Print, exactly and completely, the data that appears below.

-- DATASET RECORDS --

┌──

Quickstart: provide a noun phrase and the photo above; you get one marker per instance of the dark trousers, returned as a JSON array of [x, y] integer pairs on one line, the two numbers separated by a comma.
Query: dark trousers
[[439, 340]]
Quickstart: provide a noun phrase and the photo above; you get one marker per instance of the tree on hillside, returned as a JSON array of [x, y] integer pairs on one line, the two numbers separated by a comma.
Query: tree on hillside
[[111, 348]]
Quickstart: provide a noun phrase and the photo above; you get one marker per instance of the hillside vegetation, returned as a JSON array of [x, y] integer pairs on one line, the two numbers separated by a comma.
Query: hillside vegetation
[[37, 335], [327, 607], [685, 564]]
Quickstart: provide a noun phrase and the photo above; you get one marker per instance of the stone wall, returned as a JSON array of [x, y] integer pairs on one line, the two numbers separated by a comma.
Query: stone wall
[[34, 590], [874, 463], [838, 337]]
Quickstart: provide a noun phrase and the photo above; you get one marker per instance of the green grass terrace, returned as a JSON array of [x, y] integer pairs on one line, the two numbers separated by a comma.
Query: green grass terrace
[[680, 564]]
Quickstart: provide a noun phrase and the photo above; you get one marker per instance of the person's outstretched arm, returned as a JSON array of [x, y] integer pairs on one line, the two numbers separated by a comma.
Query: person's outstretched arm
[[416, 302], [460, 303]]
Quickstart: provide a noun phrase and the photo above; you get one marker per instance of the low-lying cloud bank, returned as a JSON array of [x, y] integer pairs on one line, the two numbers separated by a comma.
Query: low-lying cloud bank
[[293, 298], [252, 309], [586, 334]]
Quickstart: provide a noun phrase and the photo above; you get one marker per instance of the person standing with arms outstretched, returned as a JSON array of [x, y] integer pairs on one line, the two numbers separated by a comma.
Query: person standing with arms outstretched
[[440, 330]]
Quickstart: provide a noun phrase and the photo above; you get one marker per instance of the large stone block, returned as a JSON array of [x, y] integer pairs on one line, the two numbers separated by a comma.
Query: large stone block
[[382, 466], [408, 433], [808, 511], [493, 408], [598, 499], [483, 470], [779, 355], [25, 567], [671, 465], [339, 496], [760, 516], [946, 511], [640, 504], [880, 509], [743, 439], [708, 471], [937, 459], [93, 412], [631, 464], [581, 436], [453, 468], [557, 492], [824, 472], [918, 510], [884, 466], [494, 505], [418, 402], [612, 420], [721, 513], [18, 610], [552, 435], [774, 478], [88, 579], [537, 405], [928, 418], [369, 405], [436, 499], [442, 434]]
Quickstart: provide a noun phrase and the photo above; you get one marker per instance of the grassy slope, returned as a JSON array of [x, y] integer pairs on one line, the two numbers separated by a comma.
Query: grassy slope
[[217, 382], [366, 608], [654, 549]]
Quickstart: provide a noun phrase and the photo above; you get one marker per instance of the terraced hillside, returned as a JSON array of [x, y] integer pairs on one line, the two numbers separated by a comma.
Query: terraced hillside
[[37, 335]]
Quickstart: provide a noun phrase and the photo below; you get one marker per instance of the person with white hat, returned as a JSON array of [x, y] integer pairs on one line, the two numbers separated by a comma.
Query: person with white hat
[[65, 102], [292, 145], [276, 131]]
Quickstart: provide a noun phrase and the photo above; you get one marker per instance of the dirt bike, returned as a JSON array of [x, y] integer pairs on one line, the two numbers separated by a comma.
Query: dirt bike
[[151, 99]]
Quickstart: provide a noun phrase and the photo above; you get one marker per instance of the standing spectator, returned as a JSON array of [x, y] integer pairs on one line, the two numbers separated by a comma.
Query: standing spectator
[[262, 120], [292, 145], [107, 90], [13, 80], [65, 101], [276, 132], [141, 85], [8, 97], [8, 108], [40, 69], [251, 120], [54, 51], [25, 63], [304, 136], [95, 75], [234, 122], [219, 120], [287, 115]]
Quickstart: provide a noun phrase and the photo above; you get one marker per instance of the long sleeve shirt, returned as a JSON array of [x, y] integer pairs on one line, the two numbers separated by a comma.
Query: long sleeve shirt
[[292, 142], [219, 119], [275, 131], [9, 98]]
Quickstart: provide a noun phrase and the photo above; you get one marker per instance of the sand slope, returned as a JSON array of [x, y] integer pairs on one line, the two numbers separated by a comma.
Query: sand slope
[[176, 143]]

└──

-- ANSWER --
Quickstart: provide a noun phrase and the photo above; you get one marker per instance of the dark trousers, returned as a JSON array of [x, y] integer pairs on one line, the two numbers separated by a comma.
Query: dark trousers
[[439, 340]]
Quickstart: provide a noun phrase and the photo above; you get one marker per instance of the tree on hillside, returned as a JSON array of [x, y] integer pairs on one line, the two numbers separated by a comma.
Query: tree on hillside
[[111, 348]]
Quickstart: provide a noun phrase and the photo above; you get one marker per instance of the hillside vegetation, returned as a JSON array of [x, y] integer pairs on one line, the two numbers separated by a comma.
Query: hillside vegetation
[[37, 335], [327, 607], [685, 564]]
Quickstart: provide a noun phrase and the photo above; you get one marker per instance of the stone wall, returned as a JSON array of [x, y] integer pairs on one line, the two numbers separated by a comma.
Query: stone wall
[[34, 590], [874, 463], [838, 337]]
Quickstart: provide a noun phrase and the photo above; you get one marker per instance of the green grass terrace, returned as a JSON array of [x, y] integer pairs on one line, the two numbers separated by a comma.
Query: green grass terrace
[[680, 564]]
Quickstart: provide a noun phrase and the photo above; you get one marker per instance of the person's outstretched arm, returned as a JSON array of [x, y] integer pairs on one line, the two numbers separated by a comma.
Query: person's outstretched arm
[[416, 302], [460, 303]]
Quickstart: provide a noun phrase and the photo above; you get one marker per instance of the low-lying cloud bank, returned as a JSON array of [x, y] integer pairs on one line, the two numbers separated by a comma.
Query: low-lying cloud bank
[[293, 298], [252, 309], [586, 334]]
Quickstart: provide a noun phrase and the photo above; you get one marker per instance of the person standing with arms outstretched, returned as a JSON array of [x, y] integer pairs on one line, the two numbers separated by a comma.
Query: person standing with arms outstretched
[[440, 330]]
Quickstart: provide a noun phrase and the photo above; you get one marker per instance of the large stone block, returned as a JSON array of [x, y] integer pairs on one line, the two numbers separated by a comma.
Query: large stone block
[[382, 466], [408, 433], [808, 511], [493, 408], [598, 499], [483, 470], [779, 355], [25, 567], [671, 465], [339, 496], [760, 516], [946, 511], [640, 504], [880, 509], [743, 439], [708, 471], [937, 459], [93, 412], [631, 464], [581, 436], [453, 468], [557, 492], [824, 472], [918, 510], [884, 466], [494, 505], [418, 402], [612, 420], [721, 513], [18, 610], [552, 435], [774, 478], [88, 579], [537, 405], [928, 418], [369, 405], [436, 499], [442, 434]]
Quickstart: provide a noun phrase and the photo above; you get one marker per instance of the grassy slope, returned as a JSON array of [x, y] integer pairs on one line, the two numbers separated by a comma.
Query: grassy slope
[[217, 382], [366, 608], [654, 549]]
Quickstart: provide a noun phrase and the photo above; you get one marker per instance of the terraced hillside, returned as a JSON array of [x, y] integer pairs on one line, the two numbers separated by a comma.
Query: terraced hillside
[[37, 335]]
Quickstart: provide a noun phrase and the photo below; you get one marker per instance of the person with white hat, returned as a JSON array of [x, y] integer pairs on one line, the two numbers separated by a comma.
Query: person with white hat
[[65, 102], [292, 145], [276, 131]]
Quickstart: provide a noun phrase and the photo above; you get one marker per instance of the dirt bike, returned as a JSON array of [x, y] integer pairs on one line, the two numbers separated by a comma.
Query: dirt bike
[[151, 99]]
Quickstart: provide a noun phrase and the photo above; you get one marker per instance of the standing spectator, returned as a JSON array of [x, y] integer pairs on one line, the two numbers separated by a comma.
Query: standing spectator
[[262, 120], [292, 145], [107, 90], [13, 80], [65, 101], [276, 132], [141, 85], [8, 97], [8, 108], [40, 69], [251, 120], [54, 51], [25, 63], [304, 136], [95, 75], [234, 122], [219, 120], [287, 115]]
Quickstart: provide a noun phrase and the photo above; you get one marker per instance of the long sleeve shirt, returned as a JSON array of [x, y] integer pairs on one line, the two numbers separated by a comma.
Query: long sleeve shirt
[[292, 142], [219, 119], [275, 131], [9, 98]]
Quickstart: provide a noun phrase and the photo above; you get one marker per instance of the sand slope, returned as a JSON array of [x, y] integer pairs on one line, the two numbers separated by a comma.
Query: sand slope
[[176, 143]]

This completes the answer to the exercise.